─── INFORMATION SHOWN

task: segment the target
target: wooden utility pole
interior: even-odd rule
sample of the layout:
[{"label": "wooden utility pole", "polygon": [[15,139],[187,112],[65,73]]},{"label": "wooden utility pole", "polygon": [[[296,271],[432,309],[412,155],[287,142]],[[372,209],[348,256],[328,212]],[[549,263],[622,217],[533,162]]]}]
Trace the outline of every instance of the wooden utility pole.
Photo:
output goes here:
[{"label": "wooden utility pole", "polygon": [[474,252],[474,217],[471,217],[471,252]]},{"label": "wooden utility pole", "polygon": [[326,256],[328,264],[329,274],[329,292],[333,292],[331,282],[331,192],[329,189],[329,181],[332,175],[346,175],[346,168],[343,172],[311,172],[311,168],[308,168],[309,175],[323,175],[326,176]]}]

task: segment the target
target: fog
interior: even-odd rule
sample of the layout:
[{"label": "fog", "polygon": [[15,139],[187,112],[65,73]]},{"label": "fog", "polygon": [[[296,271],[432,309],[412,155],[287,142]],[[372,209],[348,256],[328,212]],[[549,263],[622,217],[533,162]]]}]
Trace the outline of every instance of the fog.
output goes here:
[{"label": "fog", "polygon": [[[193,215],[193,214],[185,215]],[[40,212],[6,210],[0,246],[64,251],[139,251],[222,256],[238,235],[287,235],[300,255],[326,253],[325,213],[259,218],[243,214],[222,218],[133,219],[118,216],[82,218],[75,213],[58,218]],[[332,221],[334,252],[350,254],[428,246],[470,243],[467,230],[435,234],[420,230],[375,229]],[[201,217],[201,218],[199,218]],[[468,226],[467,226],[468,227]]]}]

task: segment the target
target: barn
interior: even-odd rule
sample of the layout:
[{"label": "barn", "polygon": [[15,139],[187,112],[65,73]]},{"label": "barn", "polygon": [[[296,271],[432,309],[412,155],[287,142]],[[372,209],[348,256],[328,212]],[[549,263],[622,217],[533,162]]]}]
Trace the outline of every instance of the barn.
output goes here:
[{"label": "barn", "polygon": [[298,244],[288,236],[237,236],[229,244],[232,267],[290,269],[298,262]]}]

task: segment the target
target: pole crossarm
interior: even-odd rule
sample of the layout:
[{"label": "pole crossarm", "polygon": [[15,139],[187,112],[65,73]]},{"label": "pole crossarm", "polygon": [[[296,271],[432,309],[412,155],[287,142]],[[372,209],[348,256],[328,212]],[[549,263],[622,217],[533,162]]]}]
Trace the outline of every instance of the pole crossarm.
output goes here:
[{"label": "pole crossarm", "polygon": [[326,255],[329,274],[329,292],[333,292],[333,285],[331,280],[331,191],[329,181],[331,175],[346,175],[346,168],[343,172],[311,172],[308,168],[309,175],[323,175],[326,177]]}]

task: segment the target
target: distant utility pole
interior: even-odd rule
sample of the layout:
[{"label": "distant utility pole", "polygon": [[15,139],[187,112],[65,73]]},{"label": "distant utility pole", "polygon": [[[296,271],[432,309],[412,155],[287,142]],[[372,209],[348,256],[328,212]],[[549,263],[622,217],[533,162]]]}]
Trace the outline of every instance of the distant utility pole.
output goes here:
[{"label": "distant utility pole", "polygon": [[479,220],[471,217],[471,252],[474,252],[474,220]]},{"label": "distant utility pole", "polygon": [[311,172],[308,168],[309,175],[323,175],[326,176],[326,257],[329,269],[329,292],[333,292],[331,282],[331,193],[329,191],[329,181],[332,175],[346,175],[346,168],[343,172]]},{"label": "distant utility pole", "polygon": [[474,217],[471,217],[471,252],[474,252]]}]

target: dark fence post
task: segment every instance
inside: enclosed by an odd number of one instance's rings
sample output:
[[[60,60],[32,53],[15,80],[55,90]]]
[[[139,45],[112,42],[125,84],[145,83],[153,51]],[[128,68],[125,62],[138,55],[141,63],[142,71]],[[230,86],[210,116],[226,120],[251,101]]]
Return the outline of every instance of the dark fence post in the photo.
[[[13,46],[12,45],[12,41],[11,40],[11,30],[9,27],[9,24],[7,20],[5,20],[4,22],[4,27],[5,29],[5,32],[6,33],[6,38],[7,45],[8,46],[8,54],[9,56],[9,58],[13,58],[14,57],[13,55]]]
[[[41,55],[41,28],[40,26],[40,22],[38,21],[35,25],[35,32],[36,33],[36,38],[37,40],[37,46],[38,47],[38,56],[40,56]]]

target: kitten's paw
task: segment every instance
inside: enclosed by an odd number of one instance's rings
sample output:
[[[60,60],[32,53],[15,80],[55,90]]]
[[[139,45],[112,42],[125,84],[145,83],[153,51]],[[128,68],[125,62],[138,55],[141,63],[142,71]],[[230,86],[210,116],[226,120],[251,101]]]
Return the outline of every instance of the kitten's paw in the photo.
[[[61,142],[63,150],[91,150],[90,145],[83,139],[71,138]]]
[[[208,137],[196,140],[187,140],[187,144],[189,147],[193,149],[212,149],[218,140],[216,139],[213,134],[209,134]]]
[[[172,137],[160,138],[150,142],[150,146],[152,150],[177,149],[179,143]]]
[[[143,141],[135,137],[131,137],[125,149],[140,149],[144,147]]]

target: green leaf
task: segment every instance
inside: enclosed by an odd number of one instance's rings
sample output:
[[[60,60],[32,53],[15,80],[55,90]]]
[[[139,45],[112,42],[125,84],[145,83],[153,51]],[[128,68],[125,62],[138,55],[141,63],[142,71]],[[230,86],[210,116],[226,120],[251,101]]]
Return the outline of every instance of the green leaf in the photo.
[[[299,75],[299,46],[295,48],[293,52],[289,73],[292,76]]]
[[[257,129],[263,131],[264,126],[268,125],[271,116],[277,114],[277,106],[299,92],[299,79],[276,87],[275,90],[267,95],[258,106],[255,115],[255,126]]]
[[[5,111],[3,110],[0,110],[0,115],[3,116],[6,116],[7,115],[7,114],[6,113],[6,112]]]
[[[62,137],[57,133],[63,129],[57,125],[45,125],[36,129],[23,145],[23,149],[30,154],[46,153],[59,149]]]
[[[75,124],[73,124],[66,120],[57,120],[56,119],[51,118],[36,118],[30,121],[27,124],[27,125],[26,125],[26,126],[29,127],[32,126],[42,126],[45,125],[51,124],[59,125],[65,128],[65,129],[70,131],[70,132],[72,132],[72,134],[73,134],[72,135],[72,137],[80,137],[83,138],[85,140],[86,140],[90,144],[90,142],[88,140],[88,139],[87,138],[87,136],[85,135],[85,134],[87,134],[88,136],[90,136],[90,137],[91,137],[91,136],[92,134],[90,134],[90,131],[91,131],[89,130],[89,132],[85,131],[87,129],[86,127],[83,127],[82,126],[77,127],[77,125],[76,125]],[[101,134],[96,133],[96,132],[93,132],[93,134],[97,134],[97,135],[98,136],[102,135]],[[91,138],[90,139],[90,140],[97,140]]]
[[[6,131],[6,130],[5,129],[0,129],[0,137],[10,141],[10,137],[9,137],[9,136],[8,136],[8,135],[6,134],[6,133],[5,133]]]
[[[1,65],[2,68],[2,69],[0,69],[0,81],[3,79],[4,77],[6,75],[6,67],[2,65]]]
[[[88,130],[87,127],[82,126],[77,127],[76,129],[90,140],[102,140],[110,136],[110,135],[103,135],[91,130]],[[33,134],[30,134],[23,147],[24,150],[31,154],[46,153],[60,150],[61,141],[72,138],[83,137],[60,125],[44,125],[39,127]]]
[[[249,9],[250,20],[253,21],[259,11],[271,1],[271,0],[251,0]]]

──────

» STATED GOAL
Please rename "output goes here" to "answer goes here" wherever it occurs in the items above, and give all the items again with nothing else changed.

» TASK RESULT
task: segment the target
target: wooden utility pole
interior: even-odd rule
sample of the layout:
[{"label": "wooden utility pole", "polygon": [[15,139],[187,112],[65,73]]},{"label": "wooden utility pole", "polygon": [[[296,271],[432,309],[412,155],[287,142]],[[372,209],[348,256],[328,212]],[[549,263],[622,217],[533,162]]]}]
Trace the outline of every instance of the wooden utility pole.
Photo:
answer goes here:
[{"label": "wooden utility pole", "polygon": [[474,252],[474,217],[471,217],[471,252]]},{"label": "wooden utility pole", "polygon": [[326,256],[328,264],[329,274],[329,292],[333,292],[331,282],[331,192],[329,189],[329,181],[332,175],[346,175],[346,168],[343,172],[311,172],[311,168],[308,168],[309,175],[323,175],[326,176]]}]

task: segment the target
target: fog
interior: even-odd rule
sample of the layout:
[{"label": "fog", "polygon": [[15,139],[187,112],[65,73]]},{"label": "fog", "polygon": [[[296,271],[432,309],[412,155],[287,142]],[[372,209],[348,256],[328,212]],[[549,263],[622,217],[533,162]]]}]
Trace the outline of every instance of the fog.
answer goes here:
[{"label": "fog", "polygon": [[[193,215],[193,214],[185,215]],[[40,212],[6,210],[0,246],[64,251],[139,251],[222,256],[238,235],[287,235],[300,255],[326,253],[325,213],[259,218],[243,214],[222,218],[133,219],[118,216],[82,218],[75,213],[58,218]],[[332,221],[334,252],[350,254],[428,246],[470,243],[467,230],[435,234],[420,230],[375,229]],[[201,217],[201,218],[199,218]],[[468,226],[467,226],[468,227]]]}]

task: segment the target
target: barn
interior: even-odd rule
sample of the layout:
[{"label": "barn", "polygon": [[15,139],[187,112],[65,73]]},{"label": "barn", "polygon": [[[296,271],[432,309],[412,155],[287,142]],[[372,209],[348,256],[328,212]],[[549,263],[622,217],[533,162]]]}]
Trace the outline of every instance of the barn.
answer goes here:
[{"label": "barn", "polygon": [[298,244],[288,236],[237,236],[229,244],[232,267],[290,269],[298,262]]}]

task: segment the target
target: pole crossarm
interior: even-odd rule
sample of the layout:
[{"label": "pole crossarm", "polygon": [[15,139],[187,112],[65,73]]},{"label": "pole crossarm", "polygon": [[[296,271],[432,309],[412,155],[287,142]],[[372,209],[348,256],[328,212]],[[549,263],[622,217],[533,162]]]}]
Trace the outline of every instance of the pole crossarm.
answer goes here:
[{"label": "pole crossarm", "polygon": [[326,255],[329,274],[329,292],[333,292],[333,285],[331,280],[331,191],[329,181],[331,175],[346,175],[346,168],[343,172],[311,172],[308,168],[309,175],[323,175],[326,177]]}]

task: segment the target
target: distant utility pole
interior: even-odd rule
sample of the layout:
[{"label": "distant utility pole", "polygon": [[15,139],[187,112],[65,73]]},{"label": "distant utility pole", "polygon": [[[296,271],[432,309],[412,155],[287,142]],[[372,209],[348,256],[328,212]],[[549,263],[622,217],[533,162]]]}]
Trace the outline of every instance of the distant utility pole.
answer goes here:
[{"label": "distant utility pole", "polygon": [[479,220],[471,217],[471,252],[474,252],[474,220]]},{"label": "distant utility pole", "polygon": [[311,172],[308,168],[309,175],[323,175],[326,176],[326,257],[329,269],[329,292],[333,292],[331,282],[331,193],[329,191],[329,181],[332,175],[346,175],[346,168],[343,172]]},{"label": "distant utility pole", "polygon": [[474,217],[471,217],[471,252],[474,252]]}]

target: dark fence post
task: segment every instance
inside: enclosed by an odd number of one instance's rings
sample output:
[[[60,60],[32,53],[15,80],[55,90]]]
[[[139,45],[112,42],[125,84],[145,83],[153,51]],[[128,68],[125,62],[138,55],[141,63],[142,71]],[[230,86],[210,116],[226,120],[251,101]]]
Return the outline of every instance of the dark fence post in the photo.
[[[13,46],[12,45],[12,41],[11,40],[11,30],[9,27],[9,24],[7,20],[5,20],[4,22],[4,27],[5,29],[5,32],[6,33],[6,38],[7,45],[8,46],[8,54],[9,56],[9,58],[13,58],[14,57],[13,55]]]
[[[41,55],[41,28],[40,26],[40,22],[38,21],[35,25],[35,32],[36,33],[36,38],[37,40],[37,46],[38,47],[38,56],[40,56]]]

target: kitten's paw
task: segment every instance
inside: enclosed by an odd number of one instance's rings
sample output:
[[[60,60],[32,53],[15,80],[55,90]]]
[[[139,45],[112,42],[125,84],[145,83],[153,51]],[[128,68],[125,62],[138,55],[141,63],[142,71]],[[230,86],[210,116],[226,120],[251,101]]]
Return the outline of every instance of the kitten's paw in the photo.
[[[61,142],[63,150],[91,150],[90,145],[83,139],[71,138]]]
[[[208,137],[196,140],[187,140],[187,144],[189,147],[193,149],[212,149],[218,140],[216,139],[213,134],[209,134]]]
[[[172,137],[160,138],[150,142],[150,146],[152,150],[177,149],[179,143]]]
[[[143,141],[135,137],[131,137],[125,149],[140,149],[144,147]]]

target: green leaf
task: segment every instance
inside: enclosed by an odd number of one instance's rings
sample output:
[[[60,60],[32,53],[15,80],[55,90]]]
[[[139,45],[112,42],[125,84],[145,83],[153,51]],[[128,68],[125,62],[138,55],[141,63],[142,71]],[[230,86],[210,116],[226,120],[251,101]]]
Return the outline of every instance of the green leaf in the photo.
[[[299,75],[299,46],[295,48],[293,52],[289,73],[292,76]]]
[[[257,129],[263,131],[264,126],[268,125],[271,116],[277,114],[277,106],[299,92],[299,79],[276,87],[275,90],[267,95],[258,106],[255,115],[255,126]]]
[[[5,111],[3,110],[0,110],[0,115],[3,116],[6,116],[7,115],[7,114],[6,113],[6,112]]]
[[[62,137],[57,133],[63,129],[57,125],[45,125],[36,129],[23,145],[23,149],[30,154],[46,153],[59,149]]]
[[[75,124],[73,124],[66,120],[57,120],[56,119],[51,118],[36,118],[30,121],[27,124],[27,125],[26,125],[26,126],[29,127],[32,126],[42,126],[45,125],[51,124],[59,125],[65,128],[65,129],[70,131],[70,132],[72,132],[72,134],[73,134],[72,135],[72,137],[80,137],[83,138],[85,140],[86,140],[90,144],[90,142],[88,140],[88,139],[87,138],[87,136],[85,135],[85,134],[87,134],[88,136],[90,136],[90,137],[91,137],[91,136],[92,134],[90,134],[90,131],[91,131],[89,130],[89,132],[85,131],[87,129],[86,127],[83,127],[82,126],[77,127],[77,125],[76,125]],[[101,134],[96,133],[96,132],[93,132],[93,134],[97,134],[97,135],[98,136],[102,135]],[[91,138],[90,139],[90,140],[97,140]]]
[[[6,131],[6,130],[5,129],[0,129],[0,137],[10,141],[10,137],[9,137],[9,136],[8,136],[8,135],[6,134],[6,133],[5,133]]]
[[[1,65],[2,68],[2,69],[0,69],[0,81],[3,79],[4,77],[6,75],[6,67],[2,65]]]
[[[88,130],[87,127],[82,126],[77,127],[76,129],[90,140],[102,140],[110,136],[110,135],[103,135],[91,130]],[[33,134],[30,134],[23,147],[24,150],[31,154],[46,153],[60,150],[61,141],[72,138],[83,137],[60,125],[44,125],[39,127]]]
[[[249,9],[250,20],[253,21],[259,11],[271,1],[271,0],[251,0]]]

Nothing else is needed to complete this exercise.